--- Quoted text ---

QTM 447 - Statistical Machine Learning II
  • Home
  • Syllabus
  • Lectures
  • Glossary
  • Resources
  • Search Course Materials

On this page

  • 1. From Predictive Models to Hypothesis Spaces
  • 2. Empirical Risk Minimization Framework
  • 3. Common Linear Models and Their Losses
  • 4. Maximum Likelihood Estimation
  • 5. Regularization for Linear Models

Lecture 4 Summary: Linear Models and Likelihood

Author

Kevin McAlister

Published

May 26, 2025

This summary bridges machine learning fundamentals with practical implementation of linear models, connecting empirical risk minimization with likelihood-based approaches within a unified statistical framework.

1. From Predictive Models to Hypothesis Spaces

In supervised learning, we seek to approximate an unknown function f(\mathbf{x}) that relates features to outcomes:

y = f(\mathbf{x}) + \epsilon

While the ideal goal is to minimize the true expected risk, this is generally impossible without knowing the true data-generating distribution. Instead, we work within a constrained hypothesis space \mathcal{H} - the set of candidate functions we consider.

1.1. Linear Models as a Hypothesis Space

The most common hypothesis space is the set of linear models, characterized as:

\hat{y}_0 = g(\phi(\mathbf{x}_0)^T \hat{\boldsymbol{\beta}})

Where:

  • \phi(\mathbf{x}) is a feature extractor that can transform input features

  • g(\cdot) is a function mapping inputs to outputs

  • \hat{\boldsymbol{\beta}} are the model parameters to be learned

An important insight: linear models don’t necessarily produce linear decision boundaries. Through clever feature extraction, they can represent highly complex functions. Examples include polynomial expansions and kernel functions (polynomial and RBF kernels) that can capture non-linear patterns in data.

--- Provided data ---

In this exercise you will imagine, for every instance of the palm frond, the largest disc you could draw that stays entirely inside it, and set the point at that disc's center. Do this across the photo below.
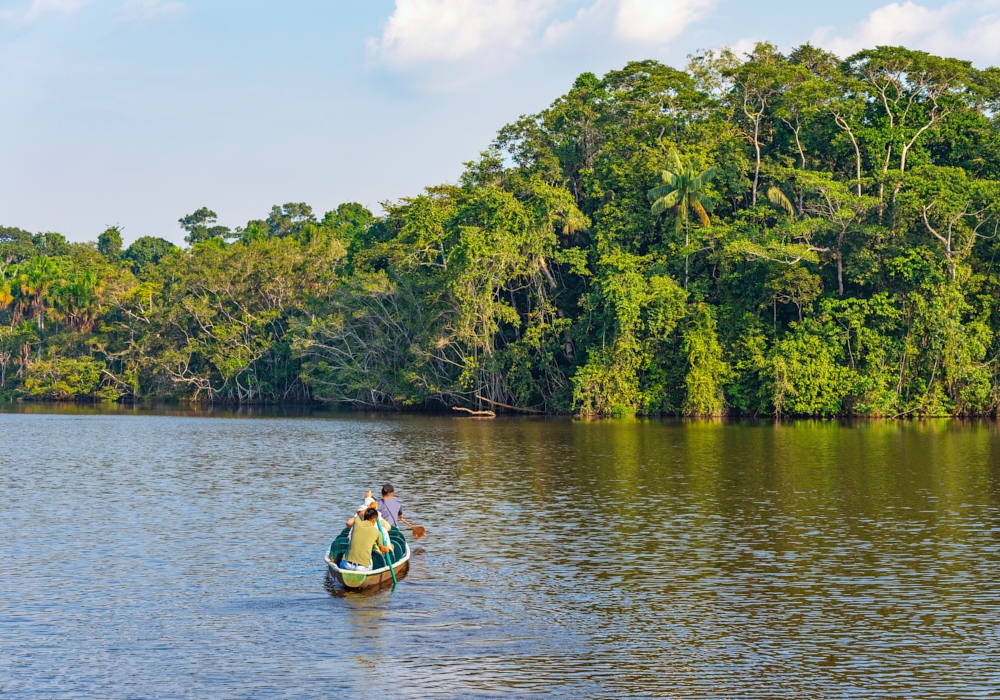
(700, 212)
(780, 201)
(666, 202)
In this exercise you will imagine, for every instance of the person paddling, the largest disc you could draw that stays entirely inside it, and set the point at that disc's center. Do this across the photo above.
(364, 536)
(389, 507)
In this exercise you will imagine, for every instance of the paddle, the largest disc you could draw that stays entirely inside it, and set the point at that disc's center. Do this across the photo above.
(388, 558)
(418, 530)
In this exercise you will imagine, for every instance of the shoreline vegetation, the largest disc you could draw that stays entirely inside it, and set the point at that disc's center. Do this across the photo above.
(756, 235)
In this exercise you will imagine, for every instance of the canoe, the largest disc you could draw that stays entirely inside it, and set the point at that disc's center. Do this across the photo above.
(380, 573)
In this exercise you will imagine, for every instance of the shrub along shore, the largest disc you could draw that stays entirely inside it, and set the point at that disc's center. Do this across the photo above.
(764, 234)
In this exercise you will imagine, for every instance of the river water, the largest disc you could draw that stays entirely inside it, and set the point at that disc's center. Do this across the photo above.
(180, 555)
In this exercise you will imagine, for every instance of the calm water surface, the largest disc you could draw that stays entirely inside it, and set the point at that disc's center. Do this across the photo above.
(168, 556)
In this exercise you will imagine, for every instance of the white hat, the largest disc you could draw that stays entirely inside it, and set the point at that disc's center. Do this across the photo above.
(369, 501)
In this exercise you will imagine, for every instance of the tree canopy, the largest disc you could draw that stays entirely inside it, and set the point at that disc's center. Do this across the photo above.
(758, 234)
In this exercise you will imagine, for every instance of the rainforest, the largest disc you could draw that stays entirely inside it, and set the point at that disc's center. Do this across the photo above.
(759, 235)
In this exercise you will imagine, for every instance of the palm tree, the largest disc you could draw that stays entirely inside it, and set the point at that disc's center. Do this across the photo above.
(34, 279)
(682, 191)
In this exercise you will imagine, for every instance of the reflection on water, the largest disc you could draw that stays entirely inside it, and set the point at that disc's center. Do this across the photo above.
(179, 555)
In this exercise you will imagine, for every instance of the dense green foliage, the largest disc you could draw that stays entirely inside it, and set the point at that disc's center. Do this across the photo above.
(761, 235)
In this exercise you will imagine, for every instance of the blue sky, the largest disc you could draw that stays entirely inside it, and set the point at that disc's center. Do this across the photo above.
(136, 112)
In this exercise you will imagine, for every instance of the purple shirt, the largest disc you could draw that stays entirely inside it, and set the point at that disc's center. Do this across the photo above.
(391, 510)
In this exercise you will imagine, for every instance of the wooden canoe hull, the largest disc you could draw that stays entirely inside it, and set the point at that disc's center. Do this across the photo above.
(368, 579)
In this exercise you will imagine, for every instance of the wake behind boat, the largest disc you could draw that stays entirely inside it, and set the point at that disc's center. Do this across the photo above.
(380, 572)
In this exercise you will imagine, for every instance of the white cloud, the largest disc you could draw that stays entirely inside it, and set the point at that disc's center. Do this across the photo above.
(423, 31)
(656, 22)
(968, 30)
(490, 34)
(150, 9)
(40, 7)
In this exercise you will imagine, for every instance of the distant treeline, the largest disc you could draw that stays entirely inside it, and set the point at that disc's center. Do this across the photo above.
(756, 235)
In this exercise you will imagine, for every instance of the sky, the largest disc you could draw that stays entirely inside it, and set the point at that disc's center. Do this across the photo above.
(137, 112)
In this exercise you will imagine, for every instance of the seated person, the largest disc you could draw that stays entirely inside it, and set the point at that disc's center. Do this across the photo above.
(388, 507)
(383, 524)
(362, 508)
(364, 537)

---

▶ _Set of tasks_:
#1 Reproduce the part of the records that opens with the line containing "the sky, the" and closes with the last line of the records, both ends included.
#2 Carry on the lecture summary on linear models and likelihood from the point where it stops.
The records are unrelated to the lecture summary on linear models.

▶ _Answers provided_:
#1
In this exercise you will imagine, for every instance of the sky, the largest disc you could draw that stays entirely inside it, and set the point at that disc's center. Do this across the photo above.
(137, 112)
In this exercise you will imagine, for every instance of the seated person, the largest disc you could draw that stays entirely inside it, and set the point at that disc's center. Do this across the photo above.
(388, 507)
(383, 524)
(362, 508)
(364, 537)

#2
2. Empirical Risk Minimization Framework

Given that we can’t minimize the true risk directly, we resort to empirical risk minimization (ERM) using our observed training data:

\hat{\boldsymbol{\beta}} = \underset{\boldsymbol{\beta}^*}{\text{argmin}} \frac{1}{N} \sum_{i=1}^{N} L(y_i, g(\phi(\mathbf{x}_i)^T \boldsymbol{\beta}^*))

Since empirical risk typically underestimates generalization error, regularization serves as a correction:

\hat{\boldsymbol{\beta}} = \underset{\boldsymbol{\beta}^*}{\text{argmin}} \frac{1}{N} \sum_{i=1}^{N} L(y_i, g(\phi(\mathbf{x}_i)^T \boldsymbol{\beta}^*)) + \lambda C(\boldsymbol{\beta}^*)

Where C(\cdot) measures model complexity and \lambda is a tuning parameter that controls the strength of the penalty.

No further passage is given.